**REQUIREMENT:** What lines in the data hold the string "sleeve"? Show them.

[Point localization data]
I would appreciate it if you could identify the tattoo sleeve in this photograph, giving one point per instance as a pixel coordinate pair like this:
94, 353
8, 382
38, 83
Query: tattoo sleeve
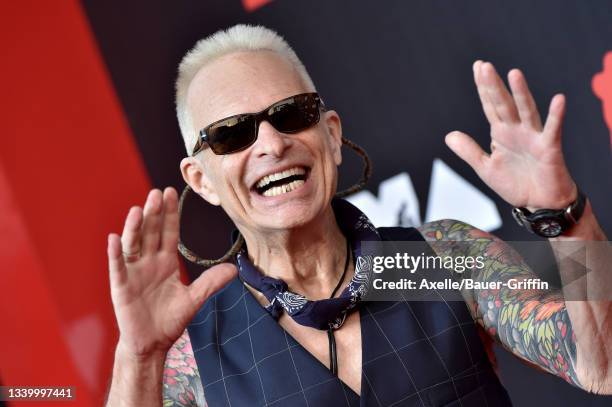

**WRITTEN ANSWER:**
I would appreciate it if you could identify the tattoo sleeve in this photograph, giving one point per instance as a pixel coordinate pair like this:
Query: tattoo sleeve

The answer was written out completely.